WHAT THE TASK ASKS
Please return every one of the items below verbatim, with no changes.

DATASET

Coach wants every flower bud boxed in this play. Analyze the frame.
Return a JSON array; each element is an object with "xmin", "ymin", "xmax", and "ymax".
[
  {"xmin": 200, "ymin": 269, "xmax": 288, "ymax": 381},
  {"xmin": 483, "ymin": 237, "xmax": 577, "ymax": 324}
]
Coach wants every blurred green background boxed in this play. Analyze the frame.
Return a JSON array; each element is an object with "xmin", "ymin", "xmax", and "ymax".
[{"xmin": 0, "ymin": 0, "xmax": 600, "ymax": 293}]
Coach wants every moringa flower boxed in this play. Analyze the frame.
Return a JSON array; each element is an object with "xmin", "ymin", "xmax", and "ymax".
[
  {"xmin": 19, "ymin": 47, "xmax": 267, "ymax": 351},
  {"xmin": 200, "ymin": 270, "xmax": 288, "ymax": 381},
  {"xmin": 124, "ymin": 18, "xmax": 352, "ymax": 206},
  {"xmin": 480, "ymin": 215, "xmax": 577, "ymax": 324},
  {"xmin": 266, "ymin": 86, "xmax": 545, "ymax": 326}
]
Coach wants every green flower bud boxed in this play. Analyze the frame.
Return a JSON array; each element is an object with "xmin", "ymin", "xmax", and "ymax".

WRITTEN RESPONSE
Coach wants every flower bud boxed in this play. Analyze the frame.
Return a JSON array; each element is an object with "xmin", "ymin", "xmax", and "ymax".
[
  {"xmin": 200, "ymin": 269, "xmax": 288, "ymax": 381},
  {"xmin": 483, "ymin": 237, "xmax": 577, "ymax": 324}
]
Coach wants every blurred green background boxed in this play. Analyze the frame.
Return a JSON array; each element is an object with "xmin", "ymin", "xmax", and "ymax".
[{"xmin": 0, "ymin": 0, "xmax": 600, "ymax": 293}]
Coach wants every moringa flower boxed in this play. Analyze the frame.
Return a JSON array; each element is an object with "xmin", "ymin", "xmax", and "ymax".
[
  {"xmin": 19, "ymin": 47, "xmax": 267, "ymax": 351},
  {"xmin": 200, "ymin": 270, "xmax": 288, "ymax": 381},
  {"xmin": 124, "ymin": 18, "xmax": 352, "ymax": 206},
  {"xmin": 480, "ymin": 215, "xmax": 577, "ymax": 324},
  {"xmin": 266, "ymin": 86, "xmax": 545, "ymax": 326}
]
Coach wants every green flower bud boxed in this play. Analyze the frame.
Return a JSON array; each element is an object with "xmin", "ymin", "xmax", and "ymax".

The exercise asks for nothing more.